Problem to solve —
Go through the listing and copy every line word for word.

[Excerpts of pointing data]
#####

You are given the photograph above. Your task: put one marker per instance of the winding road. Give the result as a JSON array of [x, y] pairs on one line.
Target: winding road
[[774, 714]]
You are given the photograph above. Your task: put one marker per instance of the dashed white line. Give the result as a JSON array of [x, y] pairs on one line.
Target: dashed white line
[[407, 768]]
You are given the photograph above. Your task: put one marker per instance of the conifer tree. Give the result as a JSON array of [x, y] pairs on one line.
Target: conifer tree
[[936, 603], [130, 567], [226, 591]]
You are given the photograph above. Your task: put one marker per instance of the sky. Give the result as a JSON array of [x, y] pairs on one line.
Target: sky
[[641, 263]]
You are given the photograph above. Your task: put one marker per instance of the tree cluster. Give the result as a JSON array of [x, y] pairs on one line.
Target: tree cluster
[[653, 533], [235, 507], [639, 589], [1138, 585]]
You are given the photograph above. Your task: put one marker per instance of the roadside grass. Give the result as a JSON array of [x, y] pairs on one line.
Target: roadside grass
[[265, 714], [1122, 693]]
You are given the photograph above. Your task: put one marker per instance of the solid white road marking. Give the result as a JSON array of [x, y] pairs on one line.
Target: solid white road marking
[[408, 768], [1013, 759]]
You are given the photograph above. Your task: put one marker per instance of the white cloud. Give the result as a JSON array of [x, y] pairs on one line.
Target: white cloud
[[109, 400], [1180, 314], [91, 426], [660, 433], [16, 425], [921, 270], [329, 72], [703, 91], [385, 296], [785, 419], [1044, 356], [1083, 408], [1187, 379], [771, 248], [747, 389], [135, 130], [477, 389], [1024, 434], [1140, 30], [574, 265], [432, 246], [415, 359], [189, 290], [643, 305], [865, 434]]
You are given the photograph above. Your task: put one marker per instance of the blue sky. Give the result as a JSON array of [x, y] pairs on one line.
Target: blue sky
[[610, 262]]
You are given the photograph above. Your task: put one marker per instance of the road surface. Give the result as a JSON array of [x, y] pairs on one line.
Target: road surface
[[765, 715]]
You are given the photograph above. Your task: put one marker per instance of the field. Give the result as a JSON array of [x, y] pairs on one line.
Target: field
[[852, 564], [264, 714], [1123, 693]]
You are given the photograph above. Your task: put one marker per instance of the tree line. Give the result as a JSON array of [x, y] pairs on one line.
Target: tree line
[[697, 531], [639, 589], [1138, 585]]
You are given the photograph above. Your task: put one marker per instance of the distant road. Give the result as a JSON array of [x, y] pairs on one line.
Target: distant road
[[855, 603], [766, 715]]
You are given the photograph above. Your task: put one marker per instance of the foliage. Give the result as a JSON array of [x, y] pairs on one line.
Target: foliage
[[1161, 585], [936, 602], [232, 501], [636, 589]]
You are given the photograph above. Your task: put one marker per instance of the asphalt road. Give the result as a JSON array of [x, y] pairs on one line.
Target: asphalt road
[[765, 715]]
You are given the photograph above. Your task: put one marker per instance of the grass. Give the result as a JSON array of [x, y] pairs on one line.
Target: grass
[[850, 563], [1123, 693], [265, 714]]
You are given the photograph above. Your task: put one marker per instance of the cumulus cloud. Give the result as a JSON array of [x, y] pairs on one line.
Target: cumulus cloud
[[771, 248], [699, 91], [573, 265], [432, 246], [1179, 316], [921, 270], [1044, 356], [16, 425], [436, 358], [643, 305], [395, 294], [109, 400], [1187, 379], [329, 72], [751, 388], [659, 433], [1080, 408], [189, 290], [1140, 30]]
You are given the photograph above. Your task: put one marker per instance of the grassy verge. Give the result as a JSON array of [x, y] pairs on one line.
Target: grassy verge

#####

Exercise result —
You are given the photograph above. Your task: put one marker per instance of the winding road. Give the result as a JSON array of [x, y] pairs on one line.
Target: winding road
[[774, 714]]
You are given the photograph above. Your task: put one marker per instance of the dashed white line. Give the result as a JSON array of [x, y] pairs on one line.
Target: dashed white line
[[407, 768]]
You are given the photograph above. Your task: put one marker per instance of the conifer tree. Give the result as a JSON array of [x, y] pairs on one line.
Target: conifer tree
[[936, 603], [130, 567], [226, 591]]
You are given the photograph above. Your task: put one marker per instance of the sky. Give the result as a JSON array of [x, y] pairs on one line.
Target: sky
[[641, 263]]
You are given the photograph above. Your task: put one marker per instance of the tree cluster. Give the result as a JSON array of [x, y] pairs on one line.
Target: tree cluster
[[653, 533], [235, 507], [639, 589], [1138, 585]]
You are given the photograph above. Your task: put one marker per instance of the roadside grass. Give the result as a JSON array of [x, y] pairs on one line.
Target: roadside grass
[[265, 714], [1122, 693]]
You are given the photograph above. Your task: put one marker per instance of the solid white road marking. Give the result as a JSON array of [x, y] pairs on one line.
Target: solid white road marking
[[408, 768], [1013, 759]]
You are given the photograph above. Your task: put one marker per instance of the white cloud. Give the result as a JSON array of [x, y] pairs on one line.
Target: white cloud
[[109, 400], [1180, 314], [91, 426], [660, 433], [16, 425], [921, 270], [329, 72], [703, 91], [385, 296], [785, 419], [1044, 356], [1083, 408], [1187, 379], [771, 248], [747, 389], [135, 130], [477, 389], [1024, 434], [1140, 30], [574, 265], [432, 246], [415, 359], [189, 290], [643, 305], [865, 434]]
You are given the photograph above. Your task: put one marker per instance of the blue sky. Give the result as a JSON array of [x, y] pairs on one line.
Target: blue sky
[[610, 262]]
You are given the photograph above. Your task: put one marker per instance of the road surface. Give the result as a JSON array of [x, y] pairs on one line.
Target: road surface
[[765, 715]]
You are given the photograph above. Your task: put one marker per instance of the field. Give the result as a JSON array of [x, y] pairs on one line.
Target: field
[[852, 564], [264, 714], [1123, 693]]
You are given the photograph above. Your task: put one marker per instance of the tree line. Give the result as a JSON array of [x, y] pairs on one line.
Target: tree line
[[697, 531], [639, 589], [1138, 585]]
You are given the photograph above. Your task: put one marker per instance of the distant road. Give the result as a JSON array of [x, y] pairs on one line.
Target: distant road
[[855, 603], [766, 715]]
You are given the photograph above. Your task: put one marker per instance of the foliage. Give the result as a JSON array of [x, y] pairs on one line.
Target: foliage
[[1161, 585], [936, 602], [232, 501], [636, 589]]
You are given the photograph above. Your task: put one marker per instance of the asphalt road. Give the result as a JSON array of [x, y] pairs on one line.
Target: asphalt road
[[765, 715]]
You are given the photograph above. Your task: put one marker per instance of the grass. Give the result as a JSON array of [x, y] pairs on one line.
Target: grass
[[850, 563], [1123, 693], [265, 714]]
You are given the photograph above. Your task: put one marker per instance of the cumulus cloud. Give the result as a JSON array of [x, y] pairs on one line.
Target: cumulus cloud
[[771, 248], [699, 91], [573, 265], [432, 246], [1179, 316], [921, 270], [1044, 356], [16, 425], [436, 358], [643, 305], [395, 294], [109, 400], [1187, 379], [329, 72], [751, 388], [659, 433], [1080, 408], [189, 290], [1140, 30]]
You are given the photograph above. Your task: put one marker per instance of the grassy verge. Give the result as a JSON array of [x, y] pairs on one line.
Target: grassy verge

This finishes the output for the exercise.